(Saved entries)

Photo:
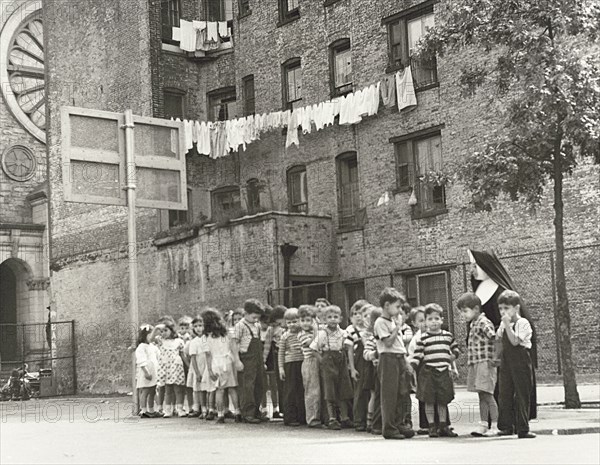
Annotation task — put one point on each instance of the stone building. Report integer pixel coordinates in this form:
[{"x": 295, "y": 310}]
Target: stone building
[
  {"x": 24, "y": 267},
  {"x": 270, "y": 217}
]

> **Work request**
Every record, from top to bottom, gets written out exactly; no picture goes into the copy.

> **Task result**
Photo:
Annotation task — put one point on each instance of the stone building. Report integer pixel coordinates in this form:
[{"x": 295, "y": 310}]
Target: stone building
[
  {"x": 24, "y": 267},
  {"x": 270, "y": 217}
]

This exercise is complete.